== SUPPLIED TEXT ==
— Start —

The critical aspect of communal bereavement is that many of the mourners do not personally know the deceased person or persons. Moreover, many of those experiencing communal bereavement did not have a direct social tie to the deceased person or persons. With communal bereavement, the grief and distress extend beyond the social network of the departed to the larger community. This aspect of the phenomenon makes it communal.
Examples of Communal Bereavement
Communal bereavement most commonly occurs after tragic—often violent—unforeseen deaths. In particular, communal bereavement is most common when an act calls into question the basic values or commonly held perceptions of the community. Community bereavement is also common when institutions vital to the normal functioning of a community fail to competently perform essential tasks, especially tasks central to the provision of security. It also occurs after the deaths of popular political figures, such as Diana, Princess of Wales, or Argentinean First Lady Eva Perón. Communal bereavement may also occur after the death of popular cultural icons, such as what occurred after singer John Lennon was murdered.

— End —

== EXTRACTED ENTRIES ==
— Start —

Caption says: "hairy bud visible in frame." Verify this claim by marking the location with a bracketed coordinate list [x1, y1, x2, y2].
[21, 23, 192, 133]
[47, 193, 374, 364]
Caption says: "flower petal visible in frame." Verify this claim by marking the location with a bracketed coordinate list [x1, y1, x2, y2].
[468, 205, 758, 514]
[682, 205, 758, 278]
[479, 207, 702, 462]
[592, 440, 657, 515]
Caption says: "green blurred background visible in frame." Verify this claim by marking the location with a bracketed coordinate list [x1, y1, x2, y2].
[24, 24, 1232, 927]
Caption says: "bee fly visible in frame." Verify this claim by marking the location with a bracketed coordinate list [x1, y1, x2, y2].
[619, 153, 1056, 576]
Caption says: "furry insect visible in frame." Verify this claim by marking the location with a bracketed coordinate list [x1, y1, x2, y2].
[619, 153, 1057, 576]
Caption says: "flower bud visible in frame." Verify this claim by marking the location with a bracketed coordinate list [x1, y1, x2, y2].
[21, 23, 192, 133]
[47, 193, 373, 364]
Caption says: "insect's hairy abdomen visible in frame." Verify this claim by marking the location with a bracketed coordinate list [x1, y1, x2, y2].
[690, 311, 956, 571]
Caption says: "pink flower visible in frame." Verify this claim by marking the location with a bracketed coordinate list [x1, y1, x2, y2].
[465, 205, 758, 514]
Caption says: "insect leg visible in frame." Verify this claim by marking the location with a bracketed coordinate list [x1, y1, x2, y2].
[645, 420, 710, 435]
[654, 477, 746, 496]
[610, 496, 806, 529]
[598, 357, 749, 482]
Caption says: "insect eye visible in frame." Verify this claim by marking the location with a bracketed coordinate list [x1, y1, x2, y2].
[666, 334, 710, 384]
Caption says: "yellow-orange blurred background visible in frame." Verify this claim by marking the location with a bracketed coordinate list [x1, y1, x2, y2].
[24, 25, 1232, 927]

— End —

== TASK INSTRUCTIONS ==
• 1. Answer these questions from the passage on communal bereavement.
(a) What makes the phenomenon communal?
(b) Which two political figures are named as examples?
(c) Which cultural icon is mentioned, and how did he die?
• 2. Resume the passage on communal bereavement right after its last sentence.
The rows are separate material from the passage on communal bereavement.

== EXPECTED RESPONSES ==
• 1.
(a) The grief and distress extend beyond the social network of the departed to the larger community.
(b) Diana, Princess of Wales, and Argentinean First Lady Eva Perón.
(c) Singer John Lennon, who was murdered.

• 2.
Among the most common causes of communal bereavement are acts of mass violence that result in large numbers of victims. For example, widespread communal bereavement took place after the 1995 bombing of the Alfred P. Murrah Federal Building in Oklahoma City, Oklahoma. This terrorist attack killed 168 people and injured over 800 others; yet, the grieving extended far beyond those victims and their immediate social circle. Similarly, the 9/11 terrorist attacks against the United States, which resulted in nearly 3,000 deaths, caused people worldwide to experience grief and express their sorrow. People in towns and on college campuses across the globe held vigils and made other expressions of communal bereavement after the mass murder of 32 students and faculty members on the Virginia Tech campus in April 2007. Similar scenes were witnessed after the February 2008 shooting at Northern Illinois University that resulted in five murdered students. Across the nation's universities and colleges, students offered support by conducting their own vigils and memorial services. The 1999 Columbine High School (Colorado) shootings also resulted in widespread communal bereavement.
Natural disasters can also result in communal bereavement. Thousands of people worldwide expressed distress after Hurricanes Katrina and Rita devastated the American Gulf Coast. Similarly, the 2004 tsunami that killed nearly 230,000 people in 11 countries led to worldwide communal bereavement. The sheer destruction caused by these events was likely sufficient to cause communal bereavement, yet these events also raised issues of the competency of our institutions to protect us from natural disasters.
Although “routine crimes” such as a murder with one or two victims typically do not lead to widespread communal bereavement, it does occasionally occur when the “routine crime” is particularly heinous and offends strongly held collective sentiments. For example, after Susan Smith murdered her two young sons by drowning them in a South Carolina lake, thousands of people across the United States and around the world expressed their grief by placing flowers, small gifts, and letters at the shores of the lake. A similar example of communal bereavement for a lone victim occurred in February 2000. When a classmate fatally shot Kayla Rolland, a 6-year-old student at Buell Elementary School in Flint, Michigan, the community openly mourned. Nearly 1,000 residents expressed their grief at vigils, memorials, and her funeral.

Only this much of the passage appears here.